## DATA EXTRACT
------------------------------

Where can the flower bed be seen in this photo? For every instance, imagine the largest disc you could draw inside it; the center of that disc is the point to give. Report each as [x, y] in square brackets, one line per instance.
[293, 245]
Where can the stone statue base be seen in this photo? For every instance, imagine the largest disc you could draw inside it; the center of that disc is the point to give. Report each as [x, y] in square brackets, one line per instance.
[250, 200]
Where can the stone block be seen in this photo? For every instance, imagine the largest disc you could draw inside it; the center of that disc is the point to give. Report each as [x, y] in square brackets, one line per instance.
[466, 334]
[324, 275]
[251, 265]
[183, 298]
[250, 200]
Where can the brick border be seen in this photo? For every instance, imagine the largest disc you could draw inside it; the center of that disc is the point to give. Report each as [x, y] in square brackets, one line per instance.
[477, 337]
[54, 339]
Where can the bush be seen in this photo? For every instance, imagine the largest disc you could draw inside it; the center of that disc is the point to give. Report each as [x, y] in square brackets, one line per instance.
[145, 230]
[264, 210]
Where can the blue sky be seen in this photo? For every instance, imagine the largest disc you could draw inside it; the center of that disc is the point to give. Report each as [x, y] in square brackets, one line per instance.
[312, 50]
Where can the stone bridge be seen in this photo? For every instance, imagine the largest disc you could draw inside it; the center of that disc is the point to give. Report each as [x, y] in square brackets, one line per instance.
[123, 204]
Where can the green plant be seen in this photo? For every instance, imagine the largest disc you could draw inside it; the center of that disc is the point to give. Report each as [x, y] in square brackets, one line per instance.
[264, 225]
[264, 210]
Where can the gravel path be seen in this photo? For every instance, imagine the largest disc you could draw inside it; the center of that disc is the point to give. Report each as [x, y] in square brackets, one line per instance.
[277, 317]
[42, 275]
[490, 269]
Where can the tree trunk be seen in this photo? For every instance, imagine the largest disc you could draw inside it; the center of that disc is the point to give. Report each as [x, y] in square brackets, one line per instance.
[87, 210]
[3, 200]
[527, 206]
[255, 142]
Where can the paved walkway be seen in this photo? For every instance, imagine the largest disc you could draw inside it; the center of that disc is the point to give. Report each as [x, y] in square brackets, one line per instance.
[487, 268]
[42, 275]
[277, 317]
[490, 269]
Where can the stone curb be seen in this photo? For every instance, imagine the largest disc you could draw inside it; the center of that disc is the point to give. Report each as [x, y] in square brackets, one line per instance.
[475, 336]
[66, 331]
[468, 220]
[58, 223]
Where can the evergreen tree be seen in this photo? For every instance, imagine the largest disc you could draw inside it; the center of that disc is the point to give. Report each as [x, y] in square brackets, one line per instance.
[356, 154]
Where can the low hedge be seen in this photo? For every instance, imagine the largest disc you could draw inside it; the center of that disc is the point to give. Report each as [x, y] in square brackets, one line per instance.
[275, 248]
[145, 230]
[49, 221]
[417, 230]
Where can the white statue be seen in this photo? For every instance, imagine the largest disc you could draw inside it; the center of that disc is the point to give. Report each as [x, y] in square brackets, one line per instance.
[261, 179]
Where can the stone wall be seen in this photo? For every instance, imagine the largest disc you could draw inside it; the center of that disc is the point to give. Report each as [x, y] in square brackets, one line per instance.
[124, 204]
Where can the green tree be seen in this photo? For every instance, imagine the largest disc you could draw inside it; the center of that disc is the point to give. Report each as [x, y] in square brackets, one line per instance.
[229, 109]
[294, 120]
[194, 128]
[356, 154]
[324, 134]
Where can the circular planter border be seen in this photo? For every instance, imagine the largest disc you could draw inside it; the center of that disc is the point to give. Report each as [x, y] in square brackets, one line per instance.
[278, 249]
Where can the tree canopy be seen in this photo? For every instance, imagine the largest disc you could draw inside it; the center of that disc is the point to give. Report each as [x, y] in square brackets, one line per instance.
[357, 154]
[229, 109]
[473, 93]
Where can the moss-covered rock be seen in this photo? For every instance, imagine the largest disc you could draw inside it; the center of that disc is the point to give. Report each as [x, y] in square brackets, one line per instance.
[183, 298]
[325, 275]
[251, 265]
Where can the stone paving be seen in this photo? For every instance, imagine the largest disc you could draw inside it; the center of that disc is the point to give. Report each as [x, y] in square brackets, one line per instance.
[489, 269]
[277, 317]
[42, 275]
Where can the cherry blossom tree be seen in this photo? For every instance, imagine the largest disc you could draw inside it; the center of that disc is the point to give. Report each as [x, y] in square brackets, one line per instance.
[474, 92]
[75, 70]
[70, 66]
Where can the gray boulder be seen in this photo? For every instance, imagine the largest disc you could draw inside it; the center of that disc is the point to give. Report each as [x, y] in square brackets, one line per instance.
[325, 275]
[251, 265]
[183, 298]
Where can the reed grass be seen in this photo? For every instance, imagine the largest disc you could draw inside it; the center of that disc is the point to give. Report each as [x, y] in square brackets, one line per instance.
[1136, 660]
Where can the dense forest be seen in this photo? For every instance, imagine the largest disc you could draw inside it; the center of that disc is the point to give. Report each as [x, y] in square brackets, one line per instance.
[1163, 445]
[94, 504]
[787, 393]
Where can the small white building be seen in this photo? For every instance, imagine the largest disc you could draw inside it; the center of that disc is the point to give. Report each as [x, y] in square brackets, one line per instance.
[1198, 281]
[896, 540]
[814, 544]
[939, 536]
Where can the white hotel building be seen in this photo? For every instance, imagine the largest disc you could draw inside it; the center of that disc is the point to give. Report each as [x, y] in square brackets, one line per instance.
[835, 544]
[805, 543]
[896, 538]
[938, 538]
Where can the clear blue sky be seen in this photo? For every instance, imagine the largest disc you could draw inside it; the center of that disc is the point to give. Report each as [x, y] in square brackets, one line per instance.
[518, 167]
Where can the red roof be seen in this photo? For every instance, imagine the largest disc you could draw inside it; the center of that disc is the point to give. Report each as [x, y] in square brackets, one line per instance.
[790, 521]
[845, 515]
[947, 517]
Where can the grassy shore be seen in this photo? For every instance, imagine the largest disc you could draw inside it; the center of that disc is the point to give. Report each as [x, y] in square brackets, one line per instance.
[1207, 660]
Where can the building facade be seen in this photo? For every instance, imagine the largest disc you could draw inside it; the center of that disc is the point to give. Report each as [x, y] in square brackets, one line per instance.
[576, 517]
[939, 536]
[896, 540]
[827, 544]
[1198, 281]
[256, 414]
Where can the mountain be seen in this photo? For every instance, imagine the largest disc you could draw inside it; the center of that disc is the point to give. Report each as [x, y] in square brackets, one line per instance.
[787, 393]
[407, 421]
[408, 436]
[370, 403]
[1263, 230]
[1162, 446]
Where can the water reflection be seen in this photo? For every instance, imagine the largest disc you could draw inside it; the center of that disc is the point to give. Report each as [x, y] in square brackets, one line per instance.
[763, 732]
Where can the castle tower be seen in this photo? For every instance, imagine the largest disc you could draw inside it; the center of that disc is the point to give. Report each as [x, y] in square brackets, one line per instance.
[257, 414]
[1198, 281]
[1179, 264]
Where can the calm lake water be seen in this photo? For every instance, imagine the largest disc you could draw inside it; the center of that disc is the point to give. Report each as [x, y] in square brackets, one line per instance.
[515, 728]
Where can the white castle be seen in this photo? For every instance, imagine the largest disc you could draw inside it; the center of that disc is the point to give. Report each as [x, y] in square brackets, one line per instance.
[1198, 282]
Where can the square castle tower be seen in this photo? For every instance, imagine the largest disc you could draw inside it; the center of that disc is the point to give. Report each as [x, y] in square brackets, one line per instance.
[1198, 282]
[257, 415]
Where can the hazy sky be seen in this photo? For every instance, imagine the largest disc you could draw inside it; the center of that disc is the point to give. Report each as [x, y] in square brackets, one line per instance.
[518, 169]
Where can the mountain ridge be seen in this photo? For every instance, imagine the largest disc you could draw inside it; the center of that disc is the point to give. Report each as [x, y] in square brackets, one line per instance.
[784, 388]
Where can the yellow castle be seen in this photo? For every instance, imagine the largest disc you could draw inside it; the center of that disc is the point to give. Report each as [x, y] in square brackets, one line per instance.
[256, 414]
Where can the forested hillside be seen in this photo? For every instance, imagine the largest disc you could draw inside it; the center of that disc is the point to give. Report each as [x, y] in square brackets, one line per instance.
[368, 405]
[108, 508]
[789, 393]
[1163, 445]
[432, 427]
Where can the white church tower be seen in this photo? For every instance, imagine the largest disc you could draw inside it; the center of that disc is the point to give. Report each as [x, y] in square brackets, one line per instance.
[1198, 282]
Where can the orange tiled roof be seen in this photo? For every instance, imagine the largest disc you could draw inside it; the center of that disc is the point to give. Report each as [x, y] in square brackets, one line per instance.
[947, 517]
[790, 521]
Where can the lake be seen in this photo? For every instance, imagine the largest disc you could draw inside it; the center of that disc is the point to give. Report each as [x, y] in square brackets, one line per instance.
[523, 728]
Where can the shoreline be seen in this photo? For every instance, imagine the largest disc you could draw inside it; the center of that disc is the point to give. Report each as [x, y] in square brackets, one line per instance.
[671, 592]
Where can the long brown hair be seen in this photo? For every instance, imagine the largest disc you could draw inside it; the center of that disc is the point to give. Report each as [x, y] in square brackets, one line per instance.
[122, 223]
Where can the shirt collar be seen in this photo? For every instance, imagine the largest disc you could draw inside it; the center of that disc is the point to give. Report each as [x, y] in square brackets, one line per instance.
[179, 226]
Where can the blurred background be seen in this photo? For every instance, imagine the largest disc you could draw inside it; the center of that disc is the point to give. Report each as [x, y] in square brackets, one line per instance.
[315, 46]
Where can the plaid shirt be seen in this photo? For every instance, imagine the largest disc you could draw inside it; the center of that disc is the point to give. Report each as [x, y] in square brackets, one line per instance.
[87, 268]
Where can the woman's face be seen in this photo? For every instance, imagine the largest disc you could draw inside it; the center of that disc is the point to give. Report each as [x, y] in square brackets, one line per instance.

------------------------------

Rewrite the entries between the lines holding "Where can the grassy" and "[1207, 660]", inclusive, changing "grassy shore" to "grassy bank" and leaving everything else as it stands.

Where can the grassy bank be seen in this photo? For every instance, imagine the largest disc you could draw inside it; the center of that disc is the point to give. Report each as [x, y] in square brackets, one line per instance.
[1207, 660]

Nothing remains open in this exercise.